__Work to do__
1. In the upstream timeout note, could you write out the part from "Every upstream attempt" to "the global default." again with "global" changed to "system-wide"?
2. Can you condense the paragraph of the upstream timeout note that begins "When an attempt exceeds the timeout" into a short bulleted list?

__Source excerpt__
**********

Every upstream attempt is wrapped in a timeout. By default it inherits the
global OBLETH_UPSTREAM_TIMEOUT_SECS (300s, covering the full stream). Set a
per-model request_timeout_secs to override it for slow or latency-sensitive
routes; leave it null to use the global default.
curl -X PUT "${OBLETH_ADMIN_BASE_URL}/api/v1/models/$MODEL_ID/reliability" \
-H "Authorization: Bearer $OBLETH_ADMIN_TOKEN" \
-H "Content-Type: application/json" \
-d '{
"request_timeout_secs": 60,
"max_retries": 2,
"retry_backoff_ms": 200,
"endpoint_selection_mode": "failover"
}'
When an attempt exceeds the timeout, it counts as a retryable failure: obleth
retries (if attempts remain) or fails over to the next endpoint. If every
attempt times out, the client receives 504 Gateway Timeout.

**********

__Dataset content__
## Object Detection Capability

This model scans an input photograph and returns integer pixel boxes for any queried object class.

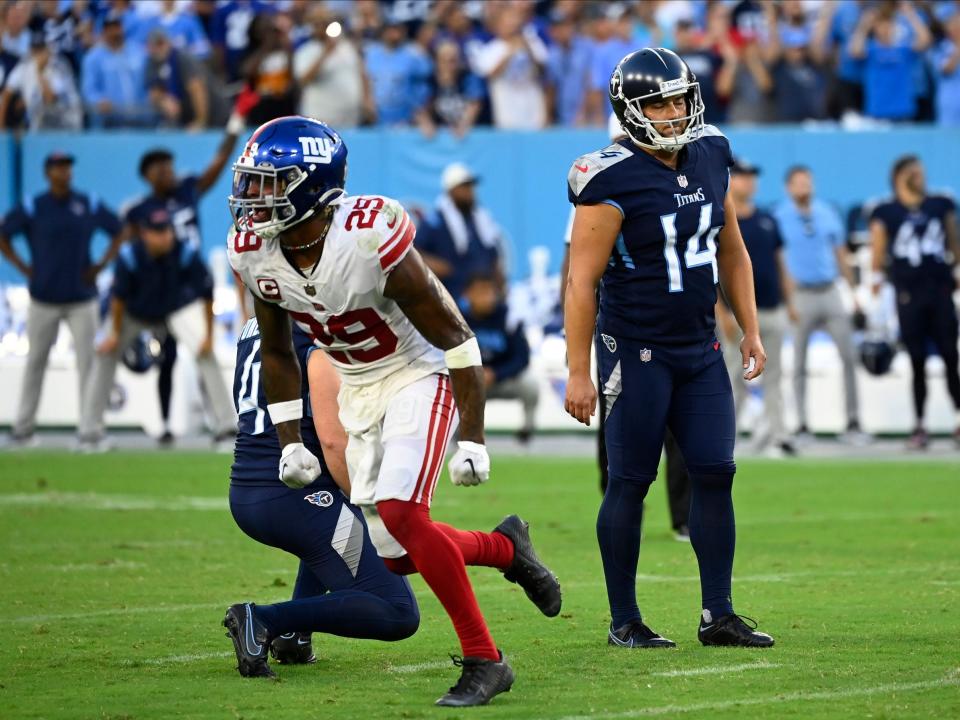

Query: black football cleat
[270,633,317,665]
[607,620,677,648]
[436,652,513,707]
[697,613,773,648]
[493,515,562,617]
[223,603,276,678]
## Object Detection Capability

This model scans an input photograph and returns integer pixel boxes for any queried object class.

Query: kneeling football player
[223,319,420,677]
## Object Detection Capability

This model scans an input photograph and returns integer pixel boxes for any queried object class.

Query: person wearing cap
[416,162,505,300]
[80,11,157,128]
[773,165,868,444]
[0,30,83,130]
[0,152,124,443]
[716,158,797,457]
[80,208,236,452]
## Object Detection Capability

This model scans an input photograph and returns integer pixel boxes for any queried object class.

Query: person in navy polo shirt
[717,158,797,457]
[80,209,236,451]
[0,152,123,444]
[123,113,244,445]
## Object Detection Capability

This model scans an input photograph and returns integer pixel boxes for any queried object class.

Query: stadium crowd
[0,0,960,136]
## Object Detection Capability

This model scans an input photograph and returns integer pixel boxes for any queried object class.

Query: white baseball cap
[440,162,480,192]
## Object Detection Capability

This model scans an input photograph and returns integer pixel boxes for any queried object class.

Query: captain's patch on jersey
[303,490,333,507]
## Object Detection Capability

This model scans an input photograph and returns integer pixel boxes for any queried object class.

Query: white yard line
[121,651,234,667]
[650,660,780,677]
[387,660,452,673]
[560,675,960,720]
[0,492,229,512]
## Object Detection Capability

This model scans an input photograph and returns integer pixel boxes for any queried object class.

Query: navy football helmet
[228,115,347,238]
[610,48,705,152]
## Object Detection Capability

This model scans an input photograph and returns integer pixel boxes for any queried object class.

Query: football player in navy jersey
[870,155,960,450]
[564,48,773,648]
[224,319,420,677]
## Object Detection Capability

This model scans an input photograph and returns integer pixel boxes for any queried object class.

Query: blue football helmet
[228,115,347,238]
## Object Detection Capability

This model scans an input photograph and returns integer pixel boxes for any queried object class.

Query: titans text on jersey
[567,125,733,345]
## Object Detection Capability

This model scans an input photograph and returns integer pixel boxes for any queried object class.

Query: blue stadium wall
[0,127,960,282]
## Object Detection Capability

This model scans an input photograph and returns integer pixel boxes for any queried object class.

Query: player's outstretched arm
[563,203,622,425]
[384,249,486,445]
[253,296,320,487]
[717,195,767,380]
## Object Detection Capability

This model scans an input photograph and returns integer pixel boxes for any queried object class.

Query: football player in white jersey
[228,116,560,706]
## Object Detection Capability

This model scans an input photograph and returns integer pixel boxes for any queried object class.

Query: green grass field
[0,453,960,720]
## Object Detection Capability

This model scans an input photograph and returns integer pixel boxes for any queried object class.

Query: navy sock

**********

__Answers to the tasks__
1.
Every upstream attempt is wrapped in a timeout. By default it inherits the
system-wide OBLETH_UPSTREAM_TIMEOUT_SECS (300s, covering the full stream). Set a
per-model request_timeout_secs to override it for slow or latency-sensitive
routes; leave it null to use the system-wide default.

2.
- An attempt that exceeds the timeout counts as a retryable failure.
- obleth then retries if attempts remain, or fails over to the next endpoint.
- If every attempt times out, the client receives 504 Gateway Timeout.